• _READING TEXT_
━━━━━━━━━━━━━━━━

ANFIS offers the most reliable and consistent classification, with robust performance across both classes and superior handling of feature uncertainty.
Compared with state-of-the-art studies, ANFIS achieves high accuracy while maintaining efficiency and a lower number of parameters, which is beneficial for practical deployment in clinical environments.
Overall, integrating CNN-based feature extraction with neuro-fuzzy reasoning and feature selection results in a powerful framework for early pneumonia detection, balancing accuracy, robustness, and interpretability.
7. Application in a Real Clinical Setting
In contemporary clinical practice, artificial intelligence—particularly deep learning techniques such as CNNs is increasingly adopted as a valuable tool to support diagnostic decision-making. This is especially relevant for conditions like pneumonia, where timely and accurate diagnosis is critical to preventing complications and reducing mortality.

━━━━━━━━━━━━━━━━

• _ACTIVITY_
Transcribe the stretch of the pneumonia detection text from "Compared with state-of-the-art" through "robustness, and interpretability.". Rely only on the text about pneumonia detection.

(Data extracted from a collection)
━━━━━━━━━━━━━━━━

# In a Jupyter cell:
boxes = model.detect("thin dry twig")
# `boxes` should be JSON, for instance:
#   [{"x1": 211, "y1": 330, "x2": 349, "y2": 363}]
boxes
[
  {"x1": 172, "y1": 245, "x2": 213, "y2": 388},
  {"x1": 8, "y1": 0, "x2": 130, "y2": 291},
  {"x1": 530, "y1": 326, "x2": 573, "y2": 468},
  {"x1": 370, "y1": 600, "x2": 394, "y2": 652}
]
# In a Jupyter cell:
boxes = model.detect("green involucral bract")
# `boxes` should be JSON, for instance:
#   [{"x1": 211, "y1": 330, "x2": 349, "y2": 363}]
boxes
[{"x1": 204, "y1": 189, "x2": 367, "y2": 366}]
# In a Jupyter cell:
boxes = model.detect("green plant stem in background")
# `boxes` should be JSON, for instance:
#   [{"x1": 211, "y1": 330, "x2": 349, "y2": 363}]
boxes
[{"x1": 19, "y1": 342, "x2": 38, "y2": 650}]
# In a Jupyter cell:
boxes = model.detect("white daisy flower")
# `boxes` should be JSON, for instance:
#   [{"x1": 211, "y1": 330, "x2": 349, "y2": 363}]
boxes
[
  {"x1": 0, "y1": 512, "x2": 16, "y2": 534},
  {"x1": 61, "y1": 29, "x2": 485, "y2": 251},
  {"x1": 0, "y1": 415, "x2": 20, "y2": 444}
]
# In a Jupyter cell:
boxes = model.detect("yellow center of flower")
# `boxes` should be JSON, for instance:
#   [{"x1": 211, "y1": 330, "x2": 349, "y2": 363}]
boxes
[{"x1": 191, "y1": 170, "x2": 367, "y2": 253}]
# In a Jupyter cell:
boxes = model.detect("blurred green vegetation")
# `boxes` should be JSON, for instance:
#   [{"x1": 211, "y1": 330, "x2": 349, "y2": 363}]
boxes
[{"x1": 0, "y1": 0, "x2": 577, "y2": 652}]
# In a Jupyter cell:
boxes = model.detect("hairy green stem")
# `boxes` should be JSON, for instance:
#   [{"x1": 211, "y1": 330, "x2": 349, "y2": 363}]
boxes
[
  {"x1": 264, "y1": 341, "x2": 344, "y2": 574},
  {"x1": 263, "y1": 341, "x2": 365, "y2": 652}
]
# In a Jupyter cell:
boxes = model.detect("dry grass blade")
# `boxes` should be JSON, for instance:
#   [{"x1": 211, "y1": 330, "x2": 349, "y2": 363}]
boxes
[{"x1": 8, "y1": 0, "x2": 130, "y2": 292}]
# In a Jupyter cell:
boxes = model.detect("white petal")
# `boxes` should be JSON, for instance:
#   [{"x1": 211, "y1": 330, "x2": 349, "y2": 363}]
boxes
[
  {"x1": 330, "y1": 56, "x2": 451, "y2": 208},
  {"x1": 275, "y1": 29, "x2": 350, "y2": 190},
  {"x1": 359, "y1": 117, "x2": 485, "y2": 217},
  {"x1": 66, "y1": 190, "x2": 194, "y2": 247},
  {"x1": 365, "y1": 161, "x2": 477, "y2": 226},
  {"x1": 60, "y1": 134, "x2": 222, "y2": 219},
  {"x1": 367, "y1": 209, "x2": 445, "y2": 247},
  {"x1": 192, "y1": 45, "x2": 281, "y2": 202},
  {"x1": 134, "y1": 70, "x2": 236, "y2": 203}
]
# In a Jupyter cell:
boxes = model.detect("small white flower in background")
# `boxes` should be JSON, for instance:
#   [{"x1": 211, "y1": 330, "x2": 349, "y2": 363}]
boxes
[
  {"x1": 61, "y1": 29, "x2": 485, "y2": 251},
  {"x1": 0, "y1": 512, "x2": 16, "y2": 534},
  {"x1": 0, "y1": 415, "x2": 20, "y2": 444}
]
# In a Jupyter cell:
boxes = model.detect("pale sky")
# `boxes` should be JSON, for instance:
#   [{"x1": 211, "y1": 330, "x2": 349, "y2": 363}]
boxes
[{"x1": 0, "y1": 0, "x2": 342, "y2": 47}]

━━━━━━━━━━━━━━━━

• _RESPONSE AREA_
Compared with state-of-the-art studies, ANFIS achieves high accuracy while maintaining efficiency and a lower number of parameters, which is beneficial for practical deployment in clinical environments.
Overall, integrating CNN-based feature extraction with neuro-fuzzy reasoning and feature selection results in a powerful framework for early pneumonia detection, balancing accuracy, robustness, and interpretability.